Saved entries:
◆ ◆ ◆ ◆
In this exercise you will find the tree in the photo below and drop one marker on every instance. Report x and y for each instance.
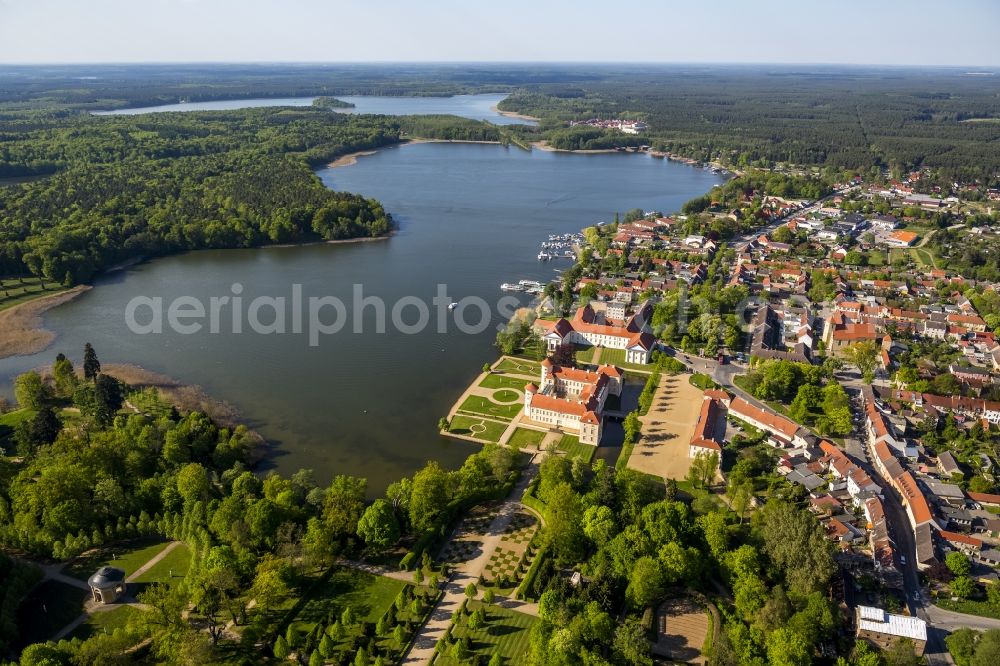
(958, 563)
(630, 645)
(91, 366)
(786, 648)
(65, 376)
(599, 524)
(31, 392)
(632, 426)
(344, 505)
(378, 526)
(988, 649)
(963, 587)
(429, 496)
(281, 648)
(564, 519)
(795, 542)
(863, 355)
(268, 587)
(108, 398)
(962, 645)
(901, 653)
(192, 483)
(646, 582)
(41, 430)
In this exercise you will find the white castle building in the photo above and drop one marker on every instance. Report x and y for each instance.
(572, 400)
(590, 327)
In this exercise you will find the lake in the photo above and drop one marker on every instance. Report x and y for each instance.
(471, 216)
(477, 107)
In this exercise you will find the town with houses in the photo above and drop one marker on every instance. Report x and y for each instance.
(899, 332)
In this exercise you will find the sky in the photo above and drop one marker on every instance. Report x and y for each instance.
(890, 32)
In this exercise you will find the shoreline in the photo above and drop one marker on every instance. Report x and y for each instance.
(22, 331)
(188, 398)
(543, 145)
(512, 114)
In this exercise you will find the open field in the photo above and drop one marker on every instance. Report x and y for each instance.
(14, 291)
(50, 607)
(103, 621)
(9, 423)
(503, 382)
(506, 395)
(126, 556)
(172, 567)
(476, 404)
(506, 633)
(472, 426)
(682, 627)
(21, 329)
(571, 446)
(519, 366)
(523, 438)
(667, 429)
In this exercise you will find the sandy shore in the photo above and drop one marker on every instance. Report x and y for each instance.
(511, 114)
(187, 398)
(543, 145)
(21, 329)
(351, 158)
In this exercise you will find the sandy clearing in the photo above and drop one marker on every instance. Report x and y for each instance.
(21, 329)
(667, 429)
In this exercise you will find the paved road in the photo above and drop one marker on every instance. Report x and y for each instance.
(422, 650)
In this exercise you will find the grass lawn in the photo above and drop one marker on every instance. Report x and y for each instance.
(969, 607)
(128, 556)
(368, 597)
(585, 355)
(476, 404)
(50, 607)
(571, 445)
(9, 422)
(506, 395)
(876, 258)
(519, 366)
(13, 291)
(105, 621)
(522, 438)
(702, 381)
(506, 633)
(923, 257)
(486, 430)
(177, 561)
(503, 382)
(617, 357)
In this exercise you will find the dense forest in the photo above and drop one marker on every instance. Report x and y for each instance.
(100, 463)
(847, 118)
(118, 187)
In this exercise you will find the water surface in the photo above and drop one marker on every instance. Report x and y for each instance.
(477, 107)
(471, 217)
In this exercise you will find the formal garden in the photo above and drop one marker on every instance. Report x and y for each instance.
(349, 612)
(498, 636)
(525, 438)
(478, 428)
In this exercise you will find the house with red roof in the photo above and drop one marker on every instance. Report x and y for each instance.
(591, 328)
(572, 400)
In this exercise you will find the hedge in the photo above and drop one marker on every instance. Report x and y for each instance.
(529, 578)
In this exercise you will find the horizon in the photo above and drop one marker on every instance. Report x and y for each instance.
◆ ◆ ◆ ◆
# [YOUR INSTRUCTIONS]
Only the line containing "In this exercise you will find the hedge" and the lines after it, through the end of the data, should be copied, exactly as they are.

# [FINAL ANSWER]
In this exercise you will find the hedge in the photo above and drop one marker on every instance. Report x and y for each instance.
(529, 578)
In this exercise you will find the horizon in the photo above and drop one marker on every instance. Report x and y for each instance.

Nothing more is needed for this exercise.